* Description of the task
From the entries below, list each line with "twig".

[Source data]
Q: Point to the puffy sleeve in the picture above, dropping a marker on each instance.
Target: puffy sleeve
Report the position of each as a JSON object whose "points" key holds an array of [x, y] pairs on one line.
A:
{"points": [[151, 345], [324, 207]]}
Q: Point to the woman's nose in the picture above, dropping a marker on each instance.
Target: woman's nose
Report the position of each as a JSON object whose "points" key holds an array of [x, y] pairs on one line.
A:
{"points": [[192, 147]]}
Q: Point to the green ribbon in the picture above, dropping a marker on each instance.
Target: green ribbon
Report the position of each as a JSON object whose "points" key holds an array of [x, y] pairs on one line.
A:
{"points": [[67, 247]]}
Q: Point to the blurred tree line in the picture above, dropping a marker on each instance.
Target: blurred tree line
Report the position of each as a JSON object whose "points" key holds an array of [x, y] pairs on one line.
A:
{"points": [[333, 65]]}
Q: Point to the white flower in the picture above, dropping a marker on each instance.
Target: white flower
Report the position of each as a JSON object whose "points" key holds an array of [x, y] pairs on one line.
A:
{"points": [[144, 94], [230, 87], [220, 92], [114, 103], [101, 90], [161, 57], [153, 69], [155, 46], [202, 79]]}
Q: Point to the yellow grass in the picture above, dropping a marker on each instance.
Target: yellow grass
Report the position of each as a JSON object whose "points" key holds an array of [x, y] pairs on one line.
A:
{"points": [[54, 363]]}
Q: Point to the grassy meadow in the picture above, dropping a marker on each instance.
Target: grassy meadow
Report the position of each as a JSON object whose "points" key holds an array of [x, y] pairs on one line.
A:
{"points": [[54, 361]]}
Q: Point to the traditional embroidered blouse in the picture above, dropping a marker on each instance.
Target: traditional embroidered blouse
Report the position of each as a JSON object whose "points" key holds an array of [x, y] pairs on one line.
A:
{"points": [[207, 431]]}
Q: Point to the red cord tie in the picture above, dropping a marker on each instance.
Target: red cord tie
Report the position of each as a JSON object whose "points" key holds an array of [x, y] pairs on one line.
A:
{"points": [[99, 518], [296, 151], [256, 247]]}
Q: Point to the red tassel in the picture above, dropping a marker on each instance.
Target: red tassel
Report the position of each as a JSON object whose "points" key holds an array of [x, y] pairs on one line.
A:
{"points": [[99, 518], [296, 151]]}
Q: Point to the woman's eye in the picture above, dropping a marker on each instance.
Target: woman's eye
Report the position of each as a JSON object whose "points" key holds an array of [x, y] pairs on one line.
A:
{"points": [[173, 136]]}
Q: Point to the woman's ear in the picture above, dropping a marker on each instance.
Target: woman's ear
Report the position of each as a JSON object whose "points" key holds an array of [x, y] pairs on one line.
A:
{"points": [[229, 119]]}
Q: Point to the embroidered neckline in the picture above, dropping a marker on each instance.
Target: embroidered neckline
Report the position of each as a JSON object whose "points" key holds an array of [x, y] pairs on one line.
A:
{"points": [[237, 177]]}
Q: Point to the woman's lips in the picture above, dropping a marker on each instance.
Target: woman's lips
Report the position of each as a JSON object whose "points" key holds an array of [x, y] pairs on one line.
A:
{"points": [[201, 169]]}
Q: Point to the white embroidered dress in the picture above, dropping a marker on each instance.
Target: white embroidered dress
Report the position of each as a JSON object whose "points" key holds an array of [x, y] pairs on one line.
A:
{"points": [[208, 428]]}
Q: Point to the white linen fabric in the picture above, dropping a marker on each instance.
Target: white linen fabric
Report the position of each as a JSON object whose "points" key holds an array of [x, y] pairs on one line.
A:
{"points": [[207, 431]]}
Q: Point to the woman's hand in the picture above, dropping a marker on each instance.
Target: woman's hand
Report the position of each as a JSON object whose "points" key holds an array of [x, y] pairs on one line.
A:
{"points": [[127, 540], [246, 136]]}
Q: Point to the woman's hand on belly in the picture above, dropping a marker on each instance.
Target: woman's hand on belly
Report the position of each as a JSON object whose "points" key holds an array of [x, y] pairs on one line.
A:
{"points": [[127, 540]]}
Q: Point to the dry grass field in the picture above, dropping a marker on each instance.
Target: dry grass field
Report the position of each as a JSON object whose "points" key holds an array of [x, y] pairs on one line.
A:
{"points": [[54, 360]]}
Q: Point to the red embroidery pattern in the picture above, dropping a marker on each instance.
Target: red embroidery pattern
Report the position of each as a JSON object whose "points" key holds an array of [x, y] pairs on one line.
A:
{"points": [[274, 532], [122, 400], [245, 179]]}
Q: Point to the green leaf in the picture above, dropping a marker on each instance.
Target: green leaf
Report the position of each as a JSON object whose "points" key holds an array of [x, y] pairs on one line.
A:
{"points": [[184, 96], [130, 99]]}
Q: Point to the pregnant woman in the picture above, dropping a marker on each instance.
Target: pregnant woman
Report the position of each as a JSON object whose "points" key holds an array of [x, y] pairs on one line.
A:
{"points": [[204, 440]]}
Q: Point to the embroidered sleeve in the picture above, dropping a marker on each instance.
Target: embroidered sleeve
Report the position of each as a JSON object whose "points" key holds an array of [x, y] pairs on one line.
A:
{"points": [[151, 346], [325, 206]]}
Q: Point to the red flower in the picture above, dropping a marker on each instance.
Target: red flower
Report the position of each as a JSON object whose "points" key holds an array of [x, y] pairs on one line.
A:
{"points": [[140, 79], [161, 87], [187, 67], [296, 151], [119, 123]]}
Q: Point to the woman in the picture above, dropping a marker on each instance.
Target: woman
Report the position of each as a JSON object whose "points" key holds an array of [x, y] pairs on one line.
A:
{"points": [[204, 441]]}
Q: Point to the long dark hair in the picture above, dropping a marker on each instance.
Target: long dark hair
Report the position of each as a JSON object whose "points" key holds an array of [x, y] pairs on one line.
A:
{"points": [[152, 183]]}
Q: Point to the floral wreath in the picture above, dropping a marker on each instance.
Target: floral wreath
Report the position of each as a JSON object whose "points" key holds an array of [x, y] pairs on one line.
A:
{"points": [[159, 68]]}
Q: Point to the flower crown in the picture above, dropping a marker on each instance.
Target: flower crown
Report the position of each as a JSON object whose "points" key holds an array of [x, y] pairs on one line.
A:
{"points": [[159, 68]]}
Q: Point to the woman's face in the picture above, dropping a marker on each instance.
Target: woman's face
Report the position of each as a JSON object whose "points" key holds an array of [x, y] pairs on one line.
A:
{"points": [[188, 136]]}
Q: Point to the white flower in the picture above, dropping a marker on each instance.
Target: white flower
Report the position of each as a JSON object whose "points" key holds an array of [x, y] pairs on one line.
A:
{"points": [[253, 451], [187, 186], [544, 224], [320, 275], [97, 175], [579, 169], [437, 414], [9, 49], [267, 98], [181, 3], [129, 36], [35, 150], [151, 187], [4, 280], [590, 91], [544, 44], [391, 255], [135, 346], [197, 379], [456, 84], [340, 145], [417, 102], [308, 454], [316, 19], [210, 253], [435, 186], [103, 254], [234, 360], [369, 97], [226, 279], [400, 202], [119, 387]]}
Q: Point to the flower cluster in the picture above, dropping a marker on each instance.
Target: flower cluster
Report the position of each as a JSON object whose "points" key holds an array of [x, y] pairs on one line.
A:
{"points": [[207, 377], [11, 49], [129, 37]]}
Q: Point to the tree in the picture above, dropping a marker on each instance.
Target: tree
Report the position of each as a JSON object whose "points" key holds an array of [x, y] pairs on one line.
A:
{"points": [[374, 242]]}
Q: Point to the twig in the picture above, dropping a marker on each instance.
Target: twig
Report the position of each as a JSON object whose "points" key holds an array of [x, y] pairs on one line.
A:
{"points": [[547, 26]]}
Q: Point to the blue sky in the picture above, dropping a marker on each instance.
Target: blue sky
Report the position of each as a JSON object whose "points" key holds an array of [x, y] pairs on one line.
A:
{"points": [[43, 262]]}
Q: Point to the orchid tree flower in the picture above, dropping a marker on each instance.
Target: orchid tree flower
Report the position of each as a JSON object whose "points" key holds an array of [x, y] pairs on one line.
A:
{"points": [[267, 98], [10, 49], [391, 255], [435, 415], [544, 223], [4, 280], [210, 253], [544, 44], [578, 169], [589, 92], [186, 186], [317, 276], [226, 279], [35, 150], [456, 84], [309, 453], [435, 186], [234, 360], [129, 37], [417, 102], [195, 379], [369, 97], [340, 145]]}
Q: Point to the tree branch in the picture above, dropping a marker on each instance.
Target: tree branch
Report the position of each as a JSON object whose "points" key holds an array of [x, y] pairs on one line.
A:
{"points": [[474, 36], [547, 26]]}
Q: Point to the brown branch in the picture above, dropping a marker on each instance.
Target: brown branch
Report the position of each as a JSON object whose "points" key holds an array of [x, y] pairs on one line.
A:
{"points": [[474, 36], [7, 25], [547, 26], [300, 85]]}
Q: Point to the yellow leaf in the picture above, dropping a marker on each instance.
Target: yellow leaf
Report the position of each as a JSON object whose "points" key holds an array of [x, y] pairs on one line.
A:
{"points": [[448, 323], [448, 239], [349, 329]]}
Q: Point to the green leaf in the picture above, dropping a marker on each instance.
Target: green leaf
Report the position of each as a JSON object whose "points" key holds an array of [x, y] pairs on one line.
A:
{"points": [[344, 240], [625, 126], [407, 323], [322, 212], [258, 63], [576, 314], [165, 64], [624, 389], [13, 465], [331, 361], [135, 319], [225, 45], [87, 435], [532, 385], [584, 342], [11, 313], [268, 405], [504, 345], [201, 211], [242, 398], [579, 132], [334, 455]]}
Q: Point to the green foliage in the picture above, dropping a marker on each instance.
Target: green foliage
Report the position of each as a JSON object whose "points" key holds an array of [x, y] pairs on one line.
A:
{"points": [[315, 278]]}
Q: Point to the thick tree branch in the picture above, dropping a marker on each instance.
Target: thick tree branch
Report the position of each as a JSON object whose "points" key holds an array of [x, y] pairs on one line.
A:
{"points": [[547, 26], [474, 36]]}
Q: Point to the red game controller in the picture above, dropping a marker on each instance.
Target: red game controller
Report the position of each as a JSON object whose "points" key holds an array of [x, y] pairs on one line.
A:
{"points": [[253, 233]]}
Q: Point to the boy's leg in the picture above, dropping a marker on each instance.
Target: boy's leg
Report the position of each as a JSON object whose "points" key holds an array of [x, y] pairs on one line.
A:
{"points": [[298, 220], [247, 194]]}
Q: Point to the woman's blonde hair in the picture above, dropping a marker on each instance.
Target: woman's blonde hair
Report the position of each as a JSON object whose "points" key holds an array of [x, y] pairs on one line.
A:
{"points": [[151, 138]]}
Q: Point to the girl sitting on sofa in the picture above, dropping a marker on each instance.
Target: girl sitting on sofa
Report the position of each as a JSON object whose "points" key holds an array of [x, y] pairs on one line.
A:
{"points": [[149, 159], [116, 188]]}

* Answer area
Q: Point to the twig in the picture above, dropping a marker on each instance.
Target: twig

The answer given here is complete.